**Exercise passage:**
Start of Block

I named them precise_sleep and signal_action, but their purpose should be
clear.
I did not interpret the function I named more_udp_stuff (an initial name
I gave it that I never changed), as its functionality is the same as dos_dns_udp
with the an additional option of specifying a destination address.
The function dos_dns_udp is a function that sends DNS requests with a spoofed
IP address to a destination address and can therefore be used as a reflector
DoS client. During its analysis, I discovered that the function reads data
from the read-only data section of the binary starting at address 0x8067698.
These turned out to be buffer lengths followed by DNS query packets. I wrote
a perl script to extract the data (dns_extract), and the data is commented
and in a pseudo C code for each packet in file dns_data.c.
Furthermore, for the destination of the DNS packets, a list of IP addresses
is used that resides in the .data portion of the binary starting at address
0x806d22c (in the .asm file). It seems a random address is picked from the
first 8000 entries of that list. The list itself, however, is larger than
that. Again, I wrote a perl script that extracted those addresses (ip_extract).
The first 8000 are contained in the file ip_addresses.txt.
This concludes the analysis portion. The answers to the questions were
derived from looking at the C code that we reverse-engineered.
Tool used for reverse engineering
gdb
Reverse Engineering Compiler (REC)
less
find
grep
man
Other resources
"Unix Network Programming Vol. 1", W. Richard Stevens, Prentice Hall, 1998
"TCP/IP Illustrated Vol. 1", W. Richard Stevens, Addison Wesley, 1994
"Advanced Programming in the UNIX Environment", W. Richard Stevens,
Addison Wesley, 1993
Intel i386 instruction manual
libc-5.3.12 source code

End of Block

**Source data:**
Start of Block

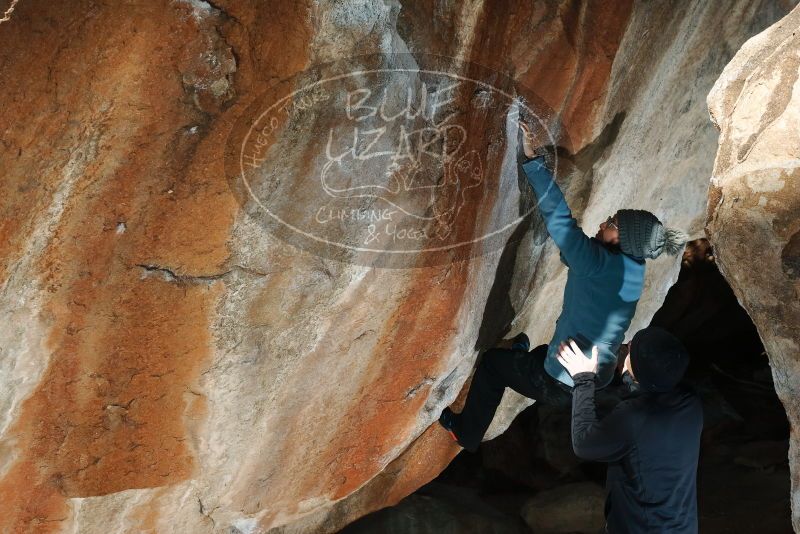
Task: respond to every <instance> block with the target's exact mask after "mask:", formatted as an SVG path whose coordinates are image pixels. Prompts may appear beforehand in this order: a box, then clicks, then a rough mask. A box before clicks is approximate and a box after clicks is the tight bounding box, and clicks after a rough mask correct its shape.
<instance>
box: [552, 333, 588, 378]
mask: <svg viewBox="0 0 800 534" xmlns="http://www.w3.org/2000/svg"><path fill="white" fill-rule="evenodd" d="M558 363H560V364H561V365H563V366H564V369H566V370H567V372H568V373H569V375H570V376H575V375H577V374H578V373H597V345H595V346H594V347H592V357H591V358H587V357H586V355H585V354H584V353H583V351H582V350H581V349H580V348H578V344H577V343H575V342H574V341H573V340H571V339H570V340H569V343H561V346H559V348H558Z"/></svg>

End of Block

**What this task involves:**
From the reverse-engineering notes, return the passage starting at "I named them" and ending at "a destination address.", copied word for word.

**Solution for this exercise:**
I named them precise_sleep and signal_action, but their purpose should be
clear.
I did not interpret the function I named more_udp_stuff (an initial name
I gave it that I never changed), as its functionality is the same as dos_dns_udp
with the an additional option of specifying a destination address.